USING THE INFORMATION =
[a] According to the passage on Korean hanja dictionaries, when did the Dankook University Institute of Oriental Studies start and complete its dictionary project?
[b] In the passage on Korean hanja dictionaries, reproduce verbatim the part that opens with the words "Han-Han daesajeon is" and closes with "over 20,000 pages.".
[c] Pick up the passage on Korean hanja dictionaries after its final sentence and keep writing it.

PASSAGE FOR REVIEW =
Type of Korean dictionary

Han-Han daesajeon is the generic term for Korean hanja-to-hangul dictionaries. There are several such dictionaries from different publishers. The most comprehensive one, published by Dankook University Publishing, contains 53,667 Chinese characters and 420,269 compound words. This dictionary was a project of the Dankook University Institute of Oriental Studies, which started in June 1977 and was completed 28 October 2008, and cost 31 billion KRW, or US$25 million. The dictionary comprises 16 volumes (including an index volume) totalling over 20,000 pages.

In addition to the Han-Han Daesajeon, in 1966, Dankook University completed the "Dictionary of Korean Chinese Characters." Composed of 4 volumes with more than 4,410 pages, this dictionary "catalogs Chinese characters made and used only by our Korean ancestors (182 characters) as well as examples of Chinese words with Korean usages (84,000 words)."

GIVEN INFORMATION =

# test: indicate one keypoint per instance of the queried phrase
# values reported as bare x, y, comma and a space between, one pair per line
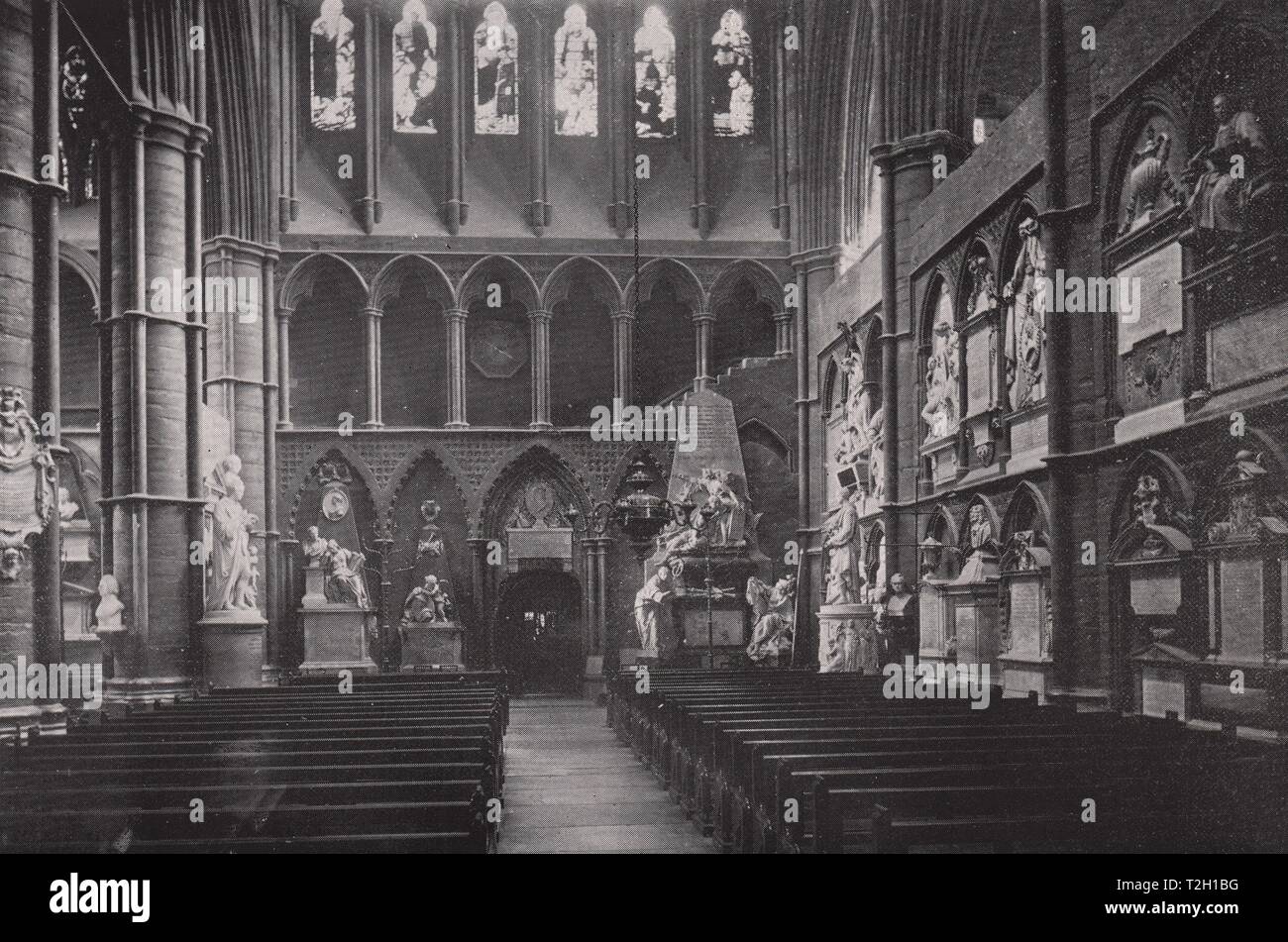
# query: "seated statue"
1220, 197
426, 603
344, 580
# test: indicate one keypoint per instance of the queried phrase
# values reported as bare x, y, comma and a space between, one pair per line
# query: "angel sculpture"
774, 610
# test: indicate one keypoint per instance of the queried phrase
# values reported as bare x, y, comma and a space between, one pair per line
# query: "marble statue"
1222, 198
67, 507
940, 409
426, 603
649, 607
1025, 321
980, 529
344, 580
774, 611
1147, 180
232, 584
841, 538
27, 498
107, 615
314, 549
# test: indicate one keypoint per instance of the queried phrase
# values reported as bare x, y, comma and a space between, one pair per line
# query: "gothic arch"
1177, 491
755, 430
561, 279
84, 263
299, 282
519, 284
687, 283
493, 490
768, 288
408, 466
309, 468
990, 515
1026, 497
389, 280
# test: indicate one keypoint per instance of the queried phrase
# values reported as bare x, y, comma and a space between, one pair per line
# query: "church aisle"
572, 787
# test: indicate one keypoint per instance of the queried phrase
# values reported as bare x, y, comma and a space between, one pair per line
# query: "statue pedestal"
336, 639
848, 640
233, 648
433, 645
314, 587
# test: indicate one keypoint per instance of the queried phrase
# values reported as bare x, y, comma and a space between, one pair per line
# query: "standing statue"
649, 607
1025, 321
107, 615
232, 585
1229, 175
940, 409
840, 538
774, 610
314, 549
344, 581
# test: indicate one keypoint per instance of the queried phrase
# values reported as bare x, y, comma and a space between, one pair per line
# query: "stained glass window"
331, 68
415, 63
732, 91
576, 76
496, 73
655, 76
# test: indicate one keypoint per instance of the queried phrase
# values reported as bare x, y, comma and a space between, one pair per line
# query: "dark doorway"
539, 632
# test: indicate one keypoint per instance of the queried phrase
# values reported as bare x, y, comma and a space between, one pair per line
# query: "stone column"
151, 421
702, 321
907, 176
600, 592
623, 356
539, 332
476, 649
456, 416
373, 315
283, 368
784, 335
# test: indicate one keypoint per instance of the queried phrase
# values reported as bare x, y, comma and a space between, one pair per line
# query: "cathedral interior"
548, 340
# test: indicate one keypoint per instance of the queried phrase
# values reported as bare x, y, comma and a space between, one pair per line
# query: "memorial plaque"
966, 628
1026, 616
1241, 611
979, 372
1155, 594
726, 627
712, 443
1160, 297
930, 614
554, 543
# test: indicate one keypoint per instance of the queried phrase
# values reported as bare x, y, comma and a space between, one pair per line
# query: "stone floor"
572, 787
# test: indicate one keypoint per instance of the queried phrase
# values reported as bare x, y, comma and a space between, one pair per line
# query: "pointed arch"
301, 279
515, 283
767, 286
597, 278
496, 490
391, 279
687, 284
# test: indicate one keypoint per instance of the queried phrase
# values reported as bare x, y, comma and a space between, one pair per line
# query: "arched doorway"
539, 632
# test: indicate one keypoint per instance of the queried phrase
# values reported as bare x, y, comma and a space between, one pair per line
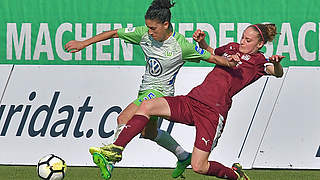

ANSWERS BY ITEM =
[a] It started in June 1977 and was completed on 28 October 2008.

[b]
Han-Han daesajeon is the generic term for Korean hanja-to-hangul dictionaries. There are several such dictionaries from different publishers. The most comprehensive one, published by Dankook University Publishing, contains 53,667 Chinese characters and 420,269 compound words. This dictionary was a project of the Dankook University Institute of Oriental Studies, which started in June 1977 and was completed 28 October 2008, and cost 31 billion KRW, or US$25 million. The dictionary comprises 16 volumes (including an index volume) totalling over 20,000 pages.

[c]
==History==
With no Chinese dictionaries with Korean translations, most Korean scholars were resigned to relying on Chinese dictionaries in foreign languages to interpret original Chinese texts. Dr. Choong-sik Chang, the president of Dankook University, brought Lee Hee-seung, the leading authority on Korean literature, to head Dankook's Institute of Oriental Studies. Scholars were invited as advisers in 1977 and as editors to start compilation in 1978. Initially, the university foundation turned down the project after financial difficulties, and concerned senior scholars tried to dissuade Chang from compiling the dictionary. In 2009, Dankook University presented the first complete edition of the Han-Han Daesajeon, or the "Great Chinese-Korean Dictionary". 200,000 people worked on the dictionary for 132,800 days, and scholars at Dankook continue to revise and add footnotes to the dictionary. The scale of the existing large Chinese character dictionaries of other countries is as follows: (Dankook University News cross reference)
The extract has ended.